§ TAREFAS:
1 - Reescreva o texto sobre a crise na Procuradoria-Geral da República de "Em meados de" até "Antonio Carlos Fonseca.", incluindo esse final, trocando "Conselho Superior" por "Conselho Federal".
2 - No texto sobre a crise na Procuradoria-Geral da República, qual foi o placar da votação que abriu processo contra Antonio Carlos Fonseca?
3 - Dê continuidade ao texto sobre a crise na Procuradoria-Geral da República a partir da última frase dele.

§ TRECHO CITADO:

===

A crise que resultou na saída do ministro Miguel Reale Júnior do Ministério da Justiça, na semana passada, foi a ressaca de um período de inferno astral em que mergulhou o procurador-geral da República, Geraldo Brindeiro.

Em meados de junho, sem os chamados holofotes da imprensa e numa sessão por demais discreta para os padrões de Brasília, o Conselho Superior daquele órgão decidiu, em votações separadas, abrir processo administrativo para expulsar, de seus quadros, os procuradores Miguel Guskow e Antonio Carlos Fonseca.

Motivo: envolvimento em transações irregulares de títulos públicos e prática de advocacia administrativa para beneficiar a IOS Informática na disputa pelas vendas dos produtos Microsoft. De quebra, no caso de Fonseca, há ainda uma denúncia de assédio sexual. Os processos correm em sigilo.

Muito grave para um órgão que tem em seus quadros figuras que se destacam como baluartes na defesa dos bens públicos. Talvez isso explique, como revelou uma fonte, a votação em peso a favor do duplo expurgo. A mesma fonte justifica a discrição no fato de os processos terem sido desdobrados e ainda depender do Superior Tribunal de Justiça (STJ) a decisão mais delicada, por tratar de matéria criminal.

No caso do procurador Miguel Guskow, conforme apurou a revista Consultor Jurídico, o Conselho decidiu pelo placar de nove votos a zero (Brindeiro, o décimo voto, absteve-se) pela abertura de processo para a cassação da função. Já no caso de Fonseca, a decisão foi por oito votos a dois.

===

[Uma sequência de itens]
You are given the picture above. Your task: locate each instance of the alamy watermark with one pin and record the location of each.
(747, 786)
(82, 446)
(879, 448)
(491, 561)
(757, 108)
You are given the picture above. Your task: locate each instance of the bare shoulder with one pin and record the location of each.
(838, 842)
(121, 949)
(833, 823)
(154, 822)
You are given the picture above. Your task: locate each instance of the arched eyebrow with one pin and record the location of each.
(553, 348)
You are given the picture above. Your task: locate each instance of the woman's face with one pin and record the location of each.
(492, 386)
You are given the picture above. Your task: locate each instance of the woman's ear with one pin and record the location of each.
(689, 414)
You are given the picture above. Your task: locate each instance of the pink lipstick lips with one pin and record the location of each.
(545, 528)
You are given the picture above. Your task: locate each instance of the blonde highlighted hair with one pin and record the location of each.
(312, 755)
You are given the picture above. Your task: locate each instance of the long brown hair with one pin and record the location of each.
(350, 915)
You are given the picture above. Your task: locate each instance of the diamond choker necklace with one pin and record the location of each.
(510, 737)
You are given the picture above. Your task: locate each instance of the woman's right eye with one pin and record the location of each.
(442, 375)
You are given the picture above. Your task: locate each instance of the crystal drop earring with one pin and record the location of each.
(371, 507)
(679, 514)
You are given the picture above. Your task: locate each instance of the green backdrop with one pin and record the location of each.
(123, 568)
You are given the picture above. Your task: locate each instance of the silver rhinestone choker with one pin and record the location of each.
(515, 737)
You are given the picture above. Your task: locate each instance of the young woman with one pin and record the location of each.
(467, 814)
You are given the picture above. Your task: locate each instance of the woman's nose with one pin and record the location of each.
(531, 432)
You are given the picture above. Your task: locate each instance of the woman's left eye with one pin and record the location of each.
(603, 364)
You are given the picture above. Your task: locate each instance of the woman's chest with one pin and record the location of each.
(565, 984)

===

§ RESPOSTAS:
1 -
Em meados de junho, sem os chamados holofotes da imprensa e numa sessão por demais discreta para os padrões de Brasília, o Conselho Federal daquele órgão decidiu, em votações separadas, abrir processo administrativo para expulsar, de seus quadros, os procuradores Miguel Guskow e Antonio Carlos Fonseca.

2 - Oito votos a dois.

3 -
Se pode servir de consolo ao procurador-geral da República, apontado como pivô da crise que resultou na queda de Miguel Reale Júnior, a Comissão de Inquérito que ele designou não hesitou em cortar a própria carne após mais de um ano de investigações. Além da tomada de inúmeros depoimentos, a Comissão baseou-se também nas apreensões de documentos feitas pelo Departamento de Polícia Federal. Disso resultou uma novela de capítulos bastante emocionantes e reveladores dos bastidores da Capital Federal. Alguns deles, aqui revelados:

Capítulo um: Na esteira do boom dos produtos Microsoft no mundo inteiro, a empresa brasiliense TBA Informática recebe o certificado para representação exclusiva dessa marca no Distrito Federal mas, internamente, deixa a concorrência ouriçada. A IOS Informática, também da Capital Federal, declara guerra oficial e leva o caso à Secretaria de Direito Econômico (SDE), do Ministério da Justiça. Como advogado, e valendo-se da experiência de integrante do Conselho de Defesa Econômica (Cade), Antonio Carlos Fonseca da Silva oferece um parecer ao escritório Iracema Cana Brava sobre a legalidade dos contratos celebrados pela TBA Informática com a administração pública. A idéia era desenvolver um serviço de auditoria conhecido como Relatório de Compatibilidade Concorrencial (Competition Compliance Report). Não deu em nada. Mais adiante, Fonseca deixaria de ser advogado da TBA e passou-se a suspeitar de que teria passado informações vitais à IOS.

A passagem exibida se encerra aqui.